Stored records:
++++++++++++++++++++
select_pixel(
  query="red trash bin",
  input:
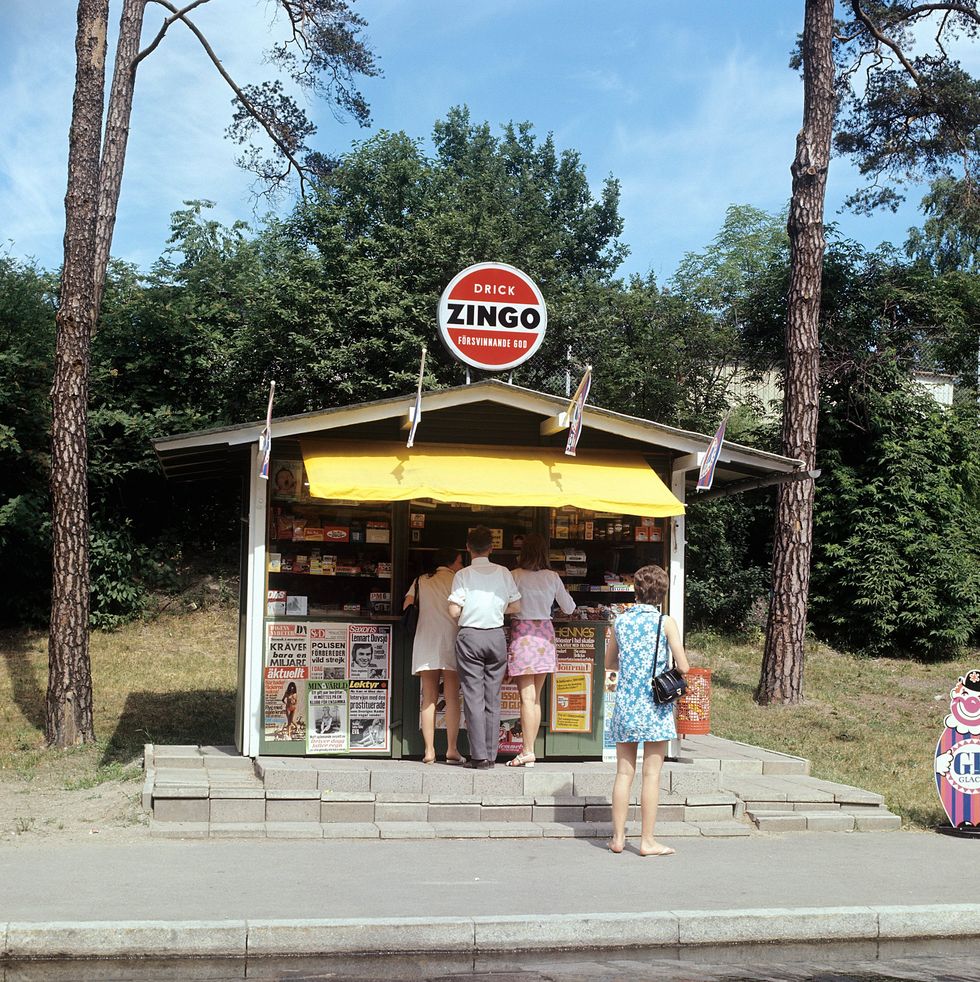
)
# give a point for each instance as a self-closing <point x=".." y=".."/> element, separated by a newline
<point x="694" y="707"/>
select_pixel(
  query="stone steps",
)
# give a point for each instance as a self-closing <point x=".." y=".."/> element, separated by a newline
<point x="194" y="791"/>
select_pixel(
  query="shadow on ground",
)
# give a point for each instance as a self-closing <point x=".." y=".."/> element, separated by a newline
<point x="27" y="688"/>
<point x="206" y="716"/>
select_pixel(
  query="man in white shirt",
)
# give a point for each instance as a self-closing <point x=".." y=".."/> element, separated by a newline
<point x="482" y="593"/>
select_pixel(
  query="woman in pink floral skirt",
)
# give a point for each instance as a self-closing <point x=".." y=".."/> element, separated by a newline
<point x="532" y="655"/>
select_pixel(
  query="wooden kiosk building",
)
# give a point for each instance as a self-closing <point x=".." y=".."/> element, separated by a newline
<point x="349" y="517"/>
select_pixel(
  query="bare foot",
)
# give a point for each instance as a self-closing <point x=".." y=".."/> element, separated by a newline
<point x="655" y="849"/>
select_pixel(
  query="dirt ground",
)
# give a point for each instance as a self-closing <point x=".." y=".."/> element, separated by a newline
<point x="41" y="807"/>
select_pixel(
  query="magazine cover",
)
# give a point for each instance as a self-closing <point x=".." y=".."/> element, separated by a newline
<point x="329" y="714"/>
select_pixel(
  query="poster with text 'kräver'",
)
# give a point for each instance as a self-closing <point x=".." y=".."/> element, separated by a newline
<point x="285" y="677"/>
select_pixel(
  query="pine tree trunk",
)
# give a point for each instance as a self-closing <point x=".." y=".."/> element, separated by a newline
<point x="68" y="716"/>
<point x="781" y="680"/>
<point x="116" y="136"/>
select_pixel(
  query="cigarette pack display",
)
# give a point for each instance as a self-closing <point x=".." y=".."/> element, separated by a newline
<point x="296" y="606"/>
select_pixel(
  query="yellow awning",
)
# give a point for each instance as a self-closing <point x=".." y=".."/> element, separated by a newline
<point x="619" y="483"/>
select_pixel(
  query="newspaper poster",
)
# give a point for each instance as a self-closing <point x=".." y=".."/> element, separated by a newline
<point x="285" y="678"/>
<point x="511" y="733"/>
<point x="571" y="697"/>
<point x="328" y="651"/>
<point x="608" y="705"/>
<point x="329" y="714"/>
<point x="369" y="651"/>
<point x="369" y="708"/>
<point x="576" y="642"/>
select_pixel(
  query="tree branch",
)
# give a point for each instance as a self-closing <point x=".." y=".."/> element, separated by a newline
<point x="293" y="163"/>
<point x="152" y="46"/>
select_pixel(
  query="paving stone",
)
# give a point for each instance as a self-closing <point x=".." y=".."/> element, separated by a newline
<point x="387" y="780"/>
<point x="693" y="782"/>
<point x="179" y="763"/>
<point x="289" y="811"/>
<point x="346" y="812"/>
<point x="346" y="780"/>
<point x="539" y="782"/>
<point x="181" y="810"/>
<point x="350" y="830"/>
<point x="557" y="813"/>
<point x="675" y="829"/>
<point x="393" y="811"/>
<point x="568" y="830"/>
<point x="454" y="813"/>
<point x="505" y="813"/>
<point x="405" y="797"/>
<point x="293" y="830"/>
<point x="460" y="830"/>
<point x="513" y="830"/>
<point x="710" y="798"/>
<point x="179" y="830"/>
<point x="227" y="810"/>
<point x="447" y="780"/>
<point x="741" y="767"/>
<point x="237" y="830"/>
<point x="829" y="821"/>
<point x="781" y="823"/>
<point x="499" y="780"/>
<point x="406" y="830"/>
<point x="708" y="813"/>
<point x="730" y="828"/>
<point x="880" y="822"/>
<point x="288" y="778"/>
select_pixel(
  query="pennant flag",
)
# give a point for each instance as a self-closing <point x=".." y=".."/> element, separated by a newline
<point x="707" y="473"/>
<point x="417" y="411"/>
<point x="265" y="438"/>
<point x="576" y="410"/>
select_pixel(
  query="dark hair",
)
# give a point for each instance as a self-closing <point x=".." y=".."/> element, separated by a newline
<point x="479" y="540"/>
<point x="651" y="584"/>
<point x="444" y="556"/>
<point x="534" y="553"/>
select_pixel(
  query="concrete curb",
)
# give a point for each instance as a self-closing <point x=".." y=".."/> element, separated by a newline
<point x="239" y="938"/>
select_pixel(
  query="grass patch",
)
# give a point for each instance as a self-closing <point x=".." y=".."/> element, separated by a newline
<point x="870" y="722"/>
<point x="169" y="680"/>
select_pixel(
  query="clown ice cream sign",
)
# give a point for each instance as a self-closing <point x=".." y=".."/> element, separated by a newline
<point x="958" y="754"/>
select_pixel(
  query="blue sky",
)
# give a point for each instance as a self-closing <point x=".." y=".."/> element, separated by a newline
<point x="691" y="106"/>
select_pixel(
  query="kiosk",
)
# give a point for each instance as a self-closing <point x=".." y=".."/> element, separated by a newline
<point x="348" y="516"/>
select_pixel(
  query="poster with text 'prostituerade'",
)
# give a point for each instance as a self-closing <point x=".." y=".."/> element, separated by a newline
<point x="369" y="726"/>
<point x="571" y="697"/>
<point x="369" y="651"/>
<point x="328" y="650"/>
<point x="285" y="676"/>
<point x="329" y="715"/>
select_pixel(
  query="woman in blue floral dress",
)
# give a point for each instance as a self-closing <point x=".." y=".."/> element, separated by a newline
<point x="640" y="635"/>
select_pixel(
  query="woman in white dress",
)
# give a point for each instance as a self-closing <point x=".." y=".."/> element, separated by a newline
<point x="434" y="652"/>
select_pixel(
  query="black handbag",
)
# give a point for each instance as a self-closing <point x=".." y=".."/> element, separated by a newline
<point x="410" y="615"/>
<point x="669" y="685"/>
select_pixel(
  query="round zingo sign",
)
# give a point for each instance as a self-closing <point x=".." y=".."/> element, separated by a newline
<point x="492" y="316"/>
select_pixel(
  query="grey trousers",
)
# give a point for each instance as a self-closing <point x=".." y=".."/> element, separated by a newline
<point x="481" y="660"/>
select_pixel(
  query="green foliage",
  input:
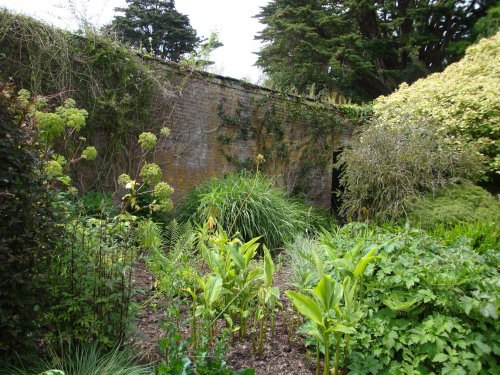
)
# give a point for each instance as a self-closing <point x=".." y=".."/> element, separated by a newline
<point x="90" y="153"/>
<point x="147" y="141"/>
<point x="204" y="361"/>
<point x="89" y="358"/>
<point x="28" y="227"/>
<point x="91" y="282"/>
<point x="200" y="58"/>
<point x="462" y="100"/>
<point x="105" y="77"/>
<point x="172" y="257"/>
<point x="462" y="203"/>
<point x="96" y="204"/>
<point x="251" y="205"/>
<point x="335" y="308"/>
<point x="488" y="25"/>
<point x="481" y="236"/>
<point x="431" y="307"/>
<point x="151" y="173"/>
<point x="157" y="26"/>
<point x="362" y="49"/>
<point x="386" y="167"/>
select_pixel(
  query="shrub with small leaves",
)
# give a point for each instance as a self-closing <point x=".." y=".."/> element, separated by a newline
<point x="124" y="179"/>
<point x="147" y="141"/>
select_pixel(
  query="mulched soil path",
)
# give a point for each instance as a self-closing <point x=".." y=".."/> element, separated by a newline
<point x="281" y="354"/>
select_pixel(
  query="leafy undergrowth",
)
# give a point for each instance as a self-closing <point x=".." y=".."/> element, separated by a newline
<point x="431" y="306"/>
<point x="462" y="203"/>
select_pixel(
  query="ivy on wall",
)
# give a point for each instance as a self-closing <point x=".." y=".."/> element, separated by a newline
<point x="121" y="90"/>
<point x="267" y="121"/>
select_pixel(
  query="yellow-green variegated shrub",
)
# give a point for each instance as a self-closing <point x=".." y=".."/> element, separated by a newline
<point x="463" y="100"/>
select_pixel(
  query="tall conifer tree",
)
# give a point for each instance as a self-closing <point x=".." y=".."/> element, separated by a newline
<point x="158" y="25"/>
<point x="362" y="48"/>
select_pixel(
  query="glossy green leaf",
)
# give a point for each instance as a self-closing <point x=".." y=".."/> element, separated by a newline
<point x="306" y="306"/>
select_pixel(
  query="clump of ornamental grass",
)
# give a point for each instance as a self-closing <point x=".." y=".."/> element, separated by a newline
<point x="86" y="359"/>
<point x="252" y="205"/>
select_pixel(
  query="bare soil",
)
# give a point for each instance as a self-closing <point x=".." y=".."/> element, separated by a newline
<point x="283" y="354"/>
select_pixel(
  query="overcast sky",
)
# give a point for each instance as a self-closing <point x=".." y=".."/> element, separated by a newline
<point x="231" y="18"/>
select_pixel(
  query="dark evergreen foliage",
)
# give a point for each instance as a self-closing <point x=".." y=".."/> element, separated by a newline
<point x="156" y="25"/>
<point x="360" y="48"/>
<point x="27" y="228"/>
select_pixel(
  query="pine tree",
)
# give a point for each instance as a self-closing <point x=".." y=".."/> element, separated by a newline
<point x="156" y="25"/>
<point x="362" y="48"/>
++++++++++++++++++++
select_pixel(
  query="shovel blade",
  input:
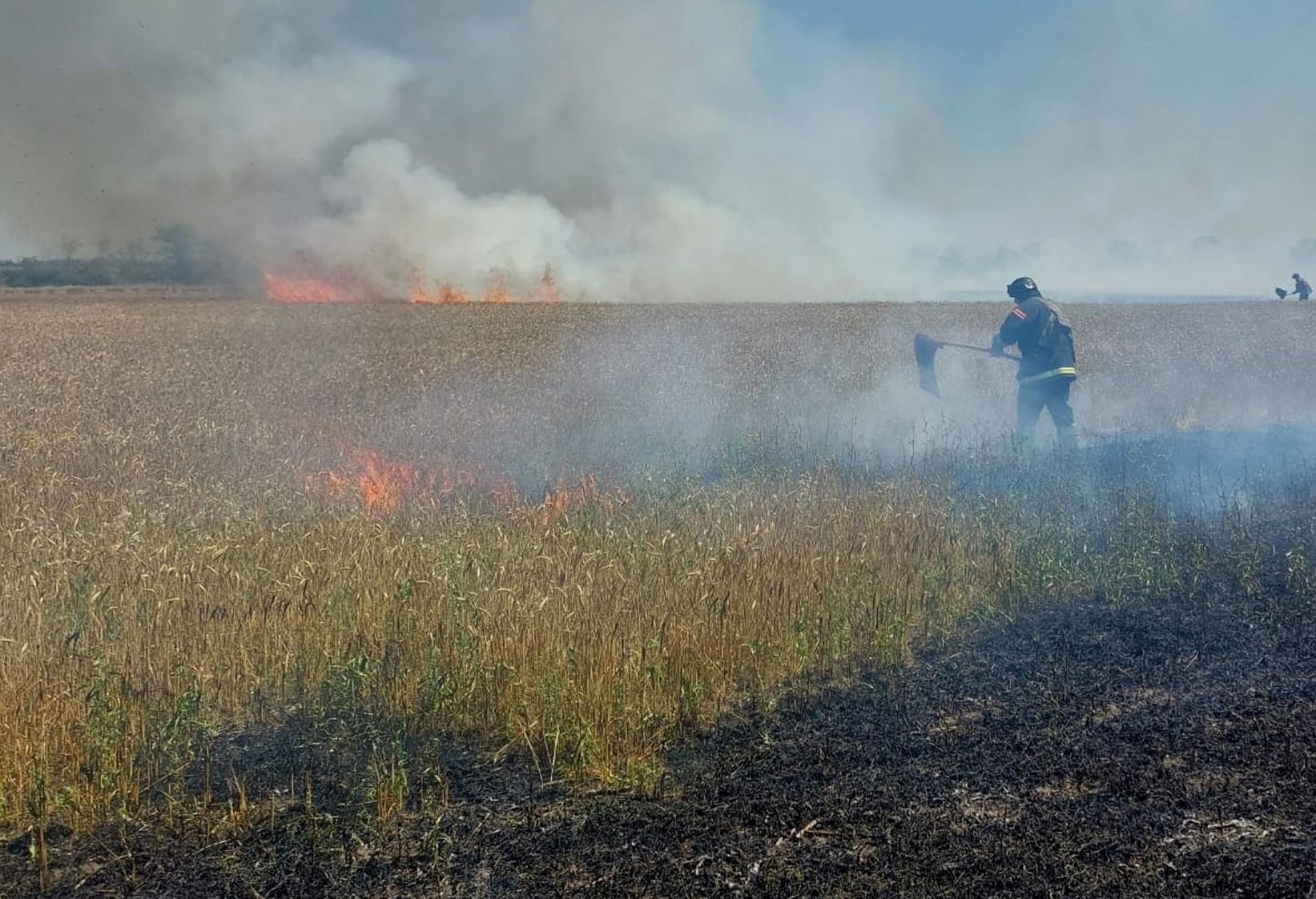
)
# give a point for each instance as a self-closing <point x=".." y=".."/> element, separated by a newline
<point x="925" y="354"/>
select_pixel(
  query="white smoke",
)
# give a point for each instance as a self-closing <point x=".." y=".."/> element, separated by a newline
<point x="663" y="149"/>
++++++++++++++++++++
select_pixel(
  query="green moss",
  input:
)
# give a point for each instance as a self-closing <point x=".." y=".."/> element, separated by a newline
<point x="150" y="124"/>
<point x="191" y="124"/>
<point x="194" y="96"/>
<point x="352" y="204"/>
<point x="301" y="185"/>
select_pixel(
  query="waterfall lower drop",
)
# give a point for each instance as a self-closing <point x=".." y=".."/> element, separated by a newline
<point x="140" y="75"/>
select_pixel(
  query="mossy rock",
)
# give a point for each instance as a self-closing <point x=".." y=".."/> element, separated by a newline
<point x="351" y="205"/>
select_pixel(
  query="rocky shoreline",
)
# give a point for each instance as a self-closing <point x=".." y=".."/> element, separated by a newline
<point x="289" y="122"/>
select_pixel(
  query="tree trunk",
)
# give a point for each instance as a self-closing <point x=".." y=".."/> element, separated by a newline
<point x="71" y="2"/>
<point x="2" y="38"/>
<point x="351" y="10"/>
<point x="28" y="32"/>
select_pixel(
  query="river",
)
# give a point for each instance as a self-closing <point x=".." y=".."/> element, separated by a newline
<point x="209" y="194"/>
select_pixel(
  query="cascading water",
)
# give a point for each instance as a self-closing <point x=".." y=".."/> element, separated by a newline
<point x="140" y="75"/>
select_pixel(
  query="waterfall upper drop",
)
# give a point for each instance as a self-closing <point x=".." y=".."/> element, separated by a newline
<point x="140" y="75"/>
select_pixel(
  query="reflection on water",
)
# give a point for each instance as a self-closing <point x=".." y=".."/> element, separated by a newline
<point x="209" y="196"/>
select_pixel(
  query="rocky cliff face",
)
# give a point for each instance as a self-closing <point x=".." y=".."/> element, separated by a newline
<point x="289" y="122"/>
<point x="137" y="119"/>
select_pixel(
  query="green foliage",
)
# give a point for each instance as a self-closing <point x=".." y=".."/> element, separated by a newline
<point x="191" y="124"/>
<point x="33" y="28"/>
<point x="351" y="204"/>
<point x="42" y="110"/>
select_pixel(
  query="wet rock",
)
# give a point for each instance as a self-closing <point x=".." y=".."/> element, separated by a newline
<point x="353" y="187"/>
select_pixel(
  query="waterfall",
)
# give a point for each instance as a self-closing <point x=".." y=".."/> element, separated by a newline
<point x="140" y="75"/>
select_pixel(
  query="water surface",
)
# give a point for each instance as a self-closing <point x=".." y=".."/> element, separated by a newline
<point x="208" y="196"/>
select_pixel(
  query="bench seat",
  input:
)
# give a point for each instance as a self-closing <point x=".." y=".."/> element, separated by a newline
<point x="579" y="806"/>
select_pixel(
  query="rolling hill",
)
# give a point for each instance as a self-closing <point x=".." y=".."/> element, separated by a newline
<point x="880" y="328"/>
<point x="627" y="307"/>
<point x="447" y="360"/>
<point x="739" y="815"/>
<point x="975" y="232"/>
++++++++++++++++++++
* Exercise aim:
Count the lines in the stored records that contain the word "rocky". Reply with the number alone.

* Response to this exercise:
2